The Lehigh chapter of TAMID gives students the ability to develop their business and entrepreneurial skills through interaction with the Israeli economy. Members can apply for a summer internship that would allow them to work at different companies in Tel Aviv. (Courtesy of Lehigh TAMID)

TAMID Group influences student careers


Ryan Gold, ’21, sits at his makeshift home office with his baby blue shirt buttoned up to the top. His eyes bounce back and forth between his two screens as he turns off his brand-new monitor as he finishes up his consulting project. He apologizes for his “bad lighting,” as he’s still figuring out his new work set-up. He straightens his posture and gives a thumbs up.

 His eyes wander around his New York City apartment as he looks back at his college years. The Lehigh alum spends his time frantically refreshing his Microsoft Teams, as he works for Ernst & Young as a technology risk consultant. A few months ago, his days were a little different.

 He smiles while remembering his old routine. Spending Sundays hunkered down on the sixth floor of Fairchild-Martindale Library. Joking around with the Johnny’s Bagels employees. Food fights at the chapter house.

____

List of tasks:
1. According to the TAMID article, what firm does Ryan Gold work for, and in what role?
2. Reproduce the TAMID article's text between "The Lehigh chapter" and "a thumbs up.", inclusive.
None of the saved material is needed here.

[Saved entries]
____

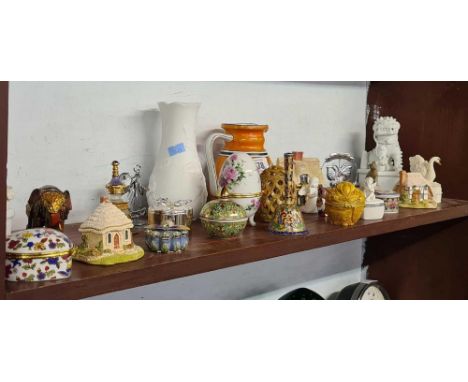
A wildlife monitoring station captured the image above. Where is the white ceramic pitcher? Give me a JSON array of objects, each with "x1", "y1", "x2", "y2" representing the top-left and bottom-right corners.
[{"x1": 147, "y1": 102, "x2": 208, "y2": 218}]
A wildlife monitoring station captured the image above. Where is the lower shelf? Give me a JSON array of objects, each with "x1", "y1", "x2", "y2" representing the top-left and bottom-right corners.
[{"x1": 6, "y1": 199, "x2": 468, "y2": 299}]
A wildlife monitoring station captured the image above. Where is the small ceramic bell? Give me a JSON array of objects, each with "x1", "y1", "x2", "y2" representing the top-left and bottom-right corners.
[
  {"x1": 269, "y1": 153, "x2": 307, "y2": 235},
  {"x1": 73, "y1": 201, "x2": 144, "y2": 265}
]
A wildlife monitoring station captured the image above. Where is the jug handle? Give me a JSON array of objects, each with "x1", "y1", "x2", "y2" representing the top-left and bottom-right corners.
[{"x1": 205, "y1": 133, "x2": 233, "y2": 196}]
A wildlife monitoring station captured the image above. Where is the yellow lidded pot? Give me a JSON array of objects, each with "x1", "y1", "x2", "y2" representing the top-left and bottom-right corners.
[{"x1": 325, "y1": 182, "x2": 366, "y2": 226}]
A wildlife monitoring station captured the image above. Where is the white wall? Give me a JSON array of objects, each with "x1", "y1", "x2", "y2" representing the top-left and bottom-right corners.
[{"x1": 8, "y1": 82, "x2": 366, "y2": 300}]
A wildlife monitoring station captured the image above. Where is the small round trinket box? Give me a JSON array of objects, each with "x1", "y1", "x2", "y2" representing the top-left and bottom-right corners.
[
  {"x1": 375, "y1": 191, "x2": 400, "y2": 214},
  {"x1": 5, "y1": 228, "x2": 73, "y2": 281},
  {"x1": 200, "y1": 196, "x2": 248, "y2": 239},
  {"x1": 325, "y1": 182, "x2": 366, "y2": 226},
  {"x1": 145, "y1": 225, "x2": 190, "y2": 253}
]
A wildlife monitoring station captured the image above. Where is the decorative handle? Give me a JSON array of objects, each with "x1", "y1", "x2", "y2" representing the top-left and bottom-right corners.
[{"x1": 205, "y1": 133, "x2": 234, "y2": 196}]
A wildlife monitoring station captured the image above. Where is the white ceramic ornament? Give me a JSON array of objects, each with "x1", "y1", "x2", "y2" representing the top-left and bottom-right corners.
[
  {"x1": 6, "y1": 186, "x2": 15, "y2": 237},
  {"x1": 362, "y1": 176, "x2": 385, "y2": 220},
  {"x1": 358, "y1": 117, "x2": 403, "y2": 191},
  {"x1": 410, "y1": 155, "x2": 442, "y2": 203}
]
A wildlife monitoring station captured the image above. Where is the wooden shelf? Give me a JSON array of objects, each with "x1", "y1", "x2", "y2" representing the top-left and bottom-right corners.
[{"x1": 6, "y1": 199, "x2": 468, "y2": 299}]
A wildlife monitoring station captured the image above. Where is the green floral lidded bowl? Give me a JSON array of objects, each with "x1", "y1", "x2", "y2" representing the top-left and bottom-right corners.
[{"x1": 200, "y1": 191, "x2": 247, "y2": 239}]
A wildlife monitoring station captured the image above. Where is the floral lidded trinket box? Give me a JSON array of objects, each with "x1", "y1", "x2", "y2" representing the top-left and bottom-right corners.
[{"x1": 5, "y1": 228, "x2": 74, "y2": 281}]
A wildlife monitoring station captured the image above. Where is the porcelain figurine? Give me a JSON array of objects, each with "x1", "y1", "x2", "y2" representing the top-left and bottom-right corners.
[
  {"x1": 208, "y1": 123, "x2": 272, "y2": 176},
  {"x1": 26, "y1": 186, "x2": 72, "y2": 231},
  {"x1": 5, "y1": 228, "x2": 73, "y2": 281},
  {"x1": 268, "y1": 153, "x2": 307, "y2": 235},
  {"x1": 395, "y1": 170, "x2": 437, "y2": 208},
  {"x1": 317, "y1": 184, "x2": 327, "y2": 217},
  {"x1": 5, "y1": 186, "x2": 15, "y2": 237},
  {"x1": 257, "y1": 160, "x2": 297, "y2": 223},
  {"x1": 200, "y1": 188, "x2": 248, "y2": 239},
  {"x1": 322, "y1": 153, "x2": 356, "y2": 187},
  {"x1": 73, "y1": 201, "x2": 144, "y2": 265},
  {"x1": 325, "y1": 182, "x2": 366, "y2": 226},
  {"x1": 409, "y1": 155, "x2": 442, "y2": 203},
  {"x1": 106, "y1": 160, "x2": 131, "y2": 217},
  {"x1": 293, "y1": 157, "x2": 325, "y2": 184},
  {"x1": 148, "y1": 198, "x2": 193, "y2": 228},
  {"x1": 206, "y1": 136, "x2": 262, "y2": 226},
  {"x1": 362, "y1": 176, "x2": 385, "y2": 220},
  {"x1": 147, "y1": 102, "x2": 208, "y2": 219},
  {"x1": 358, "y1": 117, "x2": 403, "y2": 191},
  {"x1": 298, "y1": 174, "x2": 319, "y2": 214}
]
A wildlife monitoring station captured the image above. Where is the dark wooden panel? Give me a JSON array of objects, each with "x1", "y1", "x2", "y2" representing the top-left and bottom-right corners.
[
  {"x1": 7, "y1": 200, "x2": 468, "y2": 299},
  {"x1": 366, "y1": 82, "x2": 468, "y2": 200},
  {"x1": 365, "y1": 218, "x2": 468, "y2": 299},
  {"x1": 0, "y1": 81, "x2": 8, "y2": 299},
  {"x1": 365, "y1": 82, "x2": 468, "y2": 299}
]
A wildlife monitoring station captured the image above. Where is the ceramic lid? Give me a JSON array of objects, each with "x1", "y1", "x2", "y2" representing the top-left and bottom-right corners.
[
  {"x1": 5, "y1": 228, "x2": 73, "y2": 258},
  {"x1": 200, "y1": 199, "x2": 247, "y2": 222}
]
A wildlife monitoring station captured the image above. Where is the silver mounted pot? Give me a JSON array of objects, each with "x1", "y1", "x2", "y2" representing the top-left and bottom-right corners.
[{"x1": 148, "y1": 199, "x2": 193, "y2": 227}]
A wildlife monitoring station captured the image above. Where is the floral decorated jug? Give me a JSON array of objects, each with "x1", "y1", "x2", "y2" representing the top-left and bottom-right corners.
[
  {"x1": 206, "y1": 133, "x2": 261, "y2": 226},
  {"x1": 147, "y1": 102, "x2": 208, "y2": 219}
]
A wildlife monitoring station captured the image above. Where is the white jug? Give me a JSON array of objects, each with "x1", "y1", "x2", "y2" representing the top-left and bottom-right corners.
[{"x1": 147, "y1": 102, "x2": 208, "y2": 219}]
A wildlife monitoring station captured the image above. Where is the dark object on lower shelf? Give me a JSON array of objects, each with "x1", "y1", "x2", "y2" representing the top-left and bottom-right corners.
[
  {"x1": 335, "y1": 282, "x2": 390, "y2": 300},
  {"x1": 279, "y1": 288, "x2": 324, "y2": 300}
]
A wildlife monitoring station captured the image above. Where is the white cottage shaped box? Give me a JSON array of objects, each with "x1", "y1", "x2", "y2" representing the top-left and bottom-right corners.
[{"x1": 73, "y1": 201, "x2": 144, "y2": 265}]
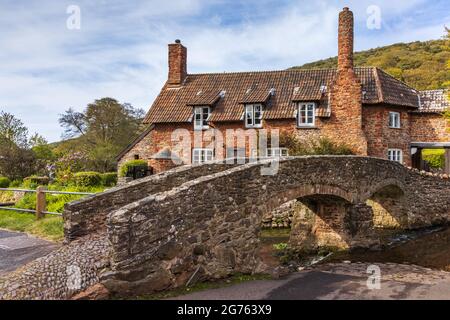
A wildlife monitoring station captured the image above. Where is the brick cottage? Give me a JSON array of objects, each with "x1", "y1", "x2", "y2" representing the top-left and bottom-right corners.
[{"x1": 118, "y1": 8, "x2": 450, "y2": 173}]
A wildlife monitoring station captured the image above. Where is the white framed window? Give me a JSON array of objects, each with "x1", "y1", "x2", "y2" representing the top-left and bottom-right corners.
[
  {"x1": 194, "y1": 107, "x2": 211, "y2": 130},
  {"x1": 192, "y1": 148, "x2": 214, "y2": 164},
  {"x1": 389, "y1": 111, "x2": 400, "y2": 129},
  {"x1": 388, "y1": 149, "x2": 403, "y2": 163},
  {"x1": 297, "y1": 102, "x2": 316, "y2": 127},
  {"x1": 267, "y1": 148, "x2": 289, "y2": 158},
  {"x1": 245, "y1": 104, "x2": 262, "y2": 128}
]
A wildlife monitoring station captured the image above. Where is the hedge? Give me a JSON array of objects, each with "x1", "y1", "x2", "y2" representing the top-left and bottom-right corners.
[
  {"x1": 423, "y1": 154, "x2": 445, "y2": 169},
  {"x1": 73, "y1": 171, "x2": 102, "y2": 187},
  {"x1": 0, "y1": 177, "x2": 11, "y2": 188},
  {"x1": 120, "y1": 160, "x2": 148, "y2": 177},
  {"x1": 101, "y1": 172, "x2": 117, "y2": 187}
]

____

Task results:
1. He works for Ernst & Young as a technology risk consultant.

2.
The Lehigh chapter of TAMID gives students the ability to develop their business and entrepreneurial skills through interaction with the Israeli economy. Members can apply for a summer internship that would allow them to work at different companies in Tel Aviv. (Courtesy of Lehigh TAMID)

TAMID Group influences student careers


Ryan Gold, ’21, sits at his makeshift home office with his baby blue shirt buttoned up to the top. His eyes bounce back and forth between his two screens as he turns off his brand-new monitor as he finishes up his consulting project. He apologizes for his “bad lighting,” as he’s still figuring out his new work set-up. He straightens his posture and gives a thumbs up.